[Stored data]
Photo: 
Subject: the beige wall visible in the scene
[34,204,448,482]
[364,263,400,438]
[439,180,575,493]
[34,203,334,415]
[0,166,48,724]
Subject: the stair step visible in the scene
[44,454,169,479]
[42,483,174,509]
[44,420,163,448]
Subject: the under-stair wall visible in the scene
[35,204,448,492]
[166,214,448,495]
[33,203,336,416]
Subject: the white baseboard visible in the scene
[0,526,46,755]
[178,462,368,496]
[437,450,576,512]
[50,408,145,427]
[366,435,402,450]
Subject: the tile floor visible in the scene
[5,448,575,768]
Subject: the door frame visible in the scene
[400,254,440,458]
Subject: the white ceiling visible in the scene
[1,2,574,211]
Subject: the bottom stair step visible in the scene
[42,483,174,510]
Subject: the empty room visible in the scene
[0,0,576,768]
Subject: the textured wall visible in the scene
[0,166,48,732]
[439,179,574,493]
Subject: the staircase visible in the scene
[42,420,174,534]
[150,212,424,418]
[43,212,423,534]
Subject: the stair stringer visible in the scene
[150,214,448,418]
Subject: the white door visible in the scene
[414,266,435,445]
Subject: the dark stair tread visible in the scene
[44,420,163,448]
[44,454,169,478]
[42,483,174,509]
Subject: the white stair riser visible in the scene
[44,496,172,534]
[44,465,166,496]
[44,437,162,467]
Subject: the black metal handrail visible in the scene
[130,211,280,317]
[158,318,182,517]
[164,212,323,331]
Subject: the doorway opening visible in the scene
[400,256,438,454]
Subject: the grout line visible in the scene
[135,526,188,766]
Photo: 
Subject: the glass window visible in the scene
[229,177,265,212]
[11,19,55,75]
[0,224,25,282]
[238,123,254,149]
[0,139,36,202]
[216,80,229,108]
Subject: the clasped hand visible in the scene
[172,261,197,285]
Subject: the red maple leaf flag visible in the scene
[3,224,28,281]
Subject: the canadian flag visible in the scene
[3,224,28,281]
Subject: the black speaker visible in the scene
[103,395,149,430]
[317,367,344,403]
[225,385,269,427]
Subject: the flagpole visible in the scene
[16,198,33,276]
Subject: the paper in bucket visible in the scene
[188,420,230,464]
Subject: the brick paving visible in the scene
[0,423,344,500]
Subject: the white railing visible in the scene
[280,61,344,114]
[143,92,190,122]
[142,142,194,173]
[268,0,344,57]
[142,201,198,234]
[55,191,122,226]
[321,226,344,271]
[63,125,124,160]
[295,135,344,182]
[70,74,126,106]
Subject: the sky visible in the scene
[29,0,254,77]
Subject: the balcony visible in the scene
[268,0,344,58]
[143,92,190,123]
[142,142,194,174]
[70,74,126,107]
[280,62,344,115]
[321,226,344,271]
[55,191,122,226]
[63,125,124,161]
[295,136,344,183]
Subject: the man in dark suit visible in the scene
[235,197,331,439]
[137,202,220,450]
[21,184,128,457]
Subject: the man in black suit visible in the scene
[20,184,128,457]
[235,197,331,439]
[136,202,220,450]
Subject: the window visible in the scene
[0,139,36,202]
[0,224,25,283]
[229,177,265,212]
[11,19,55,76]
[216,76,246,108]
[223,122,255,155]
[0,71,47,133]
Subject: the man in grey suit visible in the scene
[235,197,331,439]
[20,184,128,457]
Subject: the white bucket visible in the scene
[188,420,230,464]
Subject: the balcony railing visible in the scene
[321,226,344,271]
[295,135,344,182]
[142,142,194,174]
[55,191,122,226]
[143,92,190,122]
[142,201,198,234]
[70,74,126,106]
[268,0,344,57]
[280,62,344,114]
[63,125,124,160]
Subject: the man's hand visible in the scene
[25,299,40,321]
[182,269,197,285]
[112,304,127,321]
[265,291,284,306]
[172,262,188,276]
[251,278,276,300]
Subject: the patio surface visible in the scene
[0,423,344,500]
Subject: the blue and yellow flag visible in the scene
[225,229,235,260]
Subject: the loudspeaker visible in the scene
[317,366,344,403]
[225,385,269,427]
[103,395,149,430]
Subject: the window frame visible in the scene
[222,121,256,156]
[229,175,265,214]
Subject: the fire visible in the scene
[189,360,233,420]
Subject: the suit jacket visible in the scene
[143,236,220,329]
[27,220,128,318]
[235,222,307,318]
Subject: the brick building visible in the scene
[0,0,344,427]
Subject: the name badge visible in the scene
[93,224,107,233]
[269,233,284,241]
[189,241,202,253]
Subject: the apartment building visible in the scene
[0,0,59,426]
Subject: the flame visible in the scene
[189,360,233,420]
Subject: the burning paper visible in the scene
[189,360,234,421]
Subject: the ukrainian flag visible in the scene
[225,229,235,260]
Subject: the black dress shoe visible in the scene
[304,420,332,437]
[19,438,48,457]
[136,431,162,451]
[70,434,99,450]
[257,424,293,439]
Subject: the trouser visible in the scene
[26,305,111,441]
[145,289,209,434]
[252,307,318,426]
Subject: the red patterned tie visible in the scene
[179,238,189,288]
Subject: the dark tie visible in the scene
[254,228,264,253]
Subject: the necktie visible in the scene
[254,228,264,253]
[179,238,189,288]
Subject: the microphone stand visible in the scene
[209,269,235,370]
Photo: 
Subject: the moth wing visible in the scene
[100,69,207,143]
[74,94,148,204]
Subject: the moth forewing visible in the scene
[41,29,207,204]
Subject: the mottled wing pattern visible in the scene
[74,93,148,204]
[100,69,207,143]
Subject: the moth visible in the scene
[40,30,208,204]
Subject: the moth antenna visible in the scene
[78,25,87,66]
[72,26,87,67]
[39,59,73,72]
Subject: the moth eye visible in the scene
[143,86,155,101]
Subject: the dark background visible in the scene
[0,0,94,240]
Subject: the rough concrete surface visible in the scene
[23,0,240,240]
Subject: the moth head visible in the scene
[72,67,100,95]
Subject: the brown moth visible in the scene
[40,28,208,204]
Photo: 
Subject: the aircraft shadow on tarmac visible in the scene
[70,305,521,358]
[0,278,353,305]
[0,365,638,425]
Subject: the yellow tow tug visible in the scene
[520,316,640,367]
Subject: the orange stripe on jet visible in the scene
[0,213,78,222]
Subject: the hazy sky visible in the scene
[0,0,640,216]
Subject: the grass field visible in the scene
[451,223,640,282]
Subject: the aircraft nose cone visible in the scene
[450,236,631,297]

■ **Given problem**: Can you write out again every line from the line with "Subject: the balcony visible in the scene" up to and including the line with "[257,424,293,439]", keeping the subject lines unchanged but scaling each bounding-box coordinate by 0.7 and rounding to a whole number, halves up?

■ **Correct answer**:
Subject: the balcony visible in the scene
[188,0,241,41]
[100,64,133,86]
[99,99,136,122]
[49,52,88,75]
[196,43,241,81]
[225,158,241,190]
[39,134,85,158]
[44,88,87,113]
[207,95,241,128]
Subject: the man in dark suit visible in the scene
[165,138,232,307]
[96,141,154,315]
[15,129,90,320]
Subject: the man in black suit visible in the scene
[14,129,90,320]
[165,138,232,307]
[95,141,154,315]
Subject: the window visible in the scene
[0,97,25,141]
[0,157,18,198]
[160,124,186,148]
[8,13,39,53]
[151,53,172,76]
[156,85,179,109]
[0,50,33,93]
Subject: the man in grey suit visible in the scene
[165,138,232,307]
[14,129,90,320]
Subject: the white bucket visible in the scene
[132,294,161,325]
Subject: the balcony railing visible in the scene
[225,158,241,190]
[207,95,241,127]
[99,99,136,122]
[39,134,85,158]
[100,64,133,85]
[99,141,139,164]
[49,52,88,74]
[188,0,241,40]
[196,43,241,80]
[44,88,87,112]
Subject: the man's hand visible in the scene
[18,209,28,225]
[127,188,138,200]
[78,213,89,225]
[186,204,199,214]
[120,183,132,193]
[176,195,193,210]
Subject: the patio surface visible in the scene
[0,296,241,350]
Subject: the blue and yellow flag visible in the scene
[158,160,165,182]
Subject: the loudspeaker visible in the scene
[222,256,241,282]
[158,270,188,299]
[72,277,104,301]
Subject: the window frame visible in the scene
[155,85,179,109]
[160,123,186,150]
Subject: the fire visible in the scene
[132,252,163,294]
Subject: the suit jacket visible in the scene
[100,165,154,230]
[19,154,90,223]
[165,155,215,223]
Subject: the brick building visible in the scene
[0,0,241,299]
Subject: the name badge visible in the scene
[65,157,75,163]
[188,163,199,169]
[132,169,141,177]
Subject: the apartment building visible in the scene
[0,0,41,298]
Subject: the flame visible in the scene
[132,252,163,294]
Subject: the burning paper visible in the scene
[132,252,164,295]
Subject: the ukrainian flag visible in the scene
[158,160,165,182]
Subject: the black dress shoe visible in the scene
[213,294,232,306]
[13,307,34,320]
[95,302,113,316]
[49,304,69,315]
[180,297,205,307]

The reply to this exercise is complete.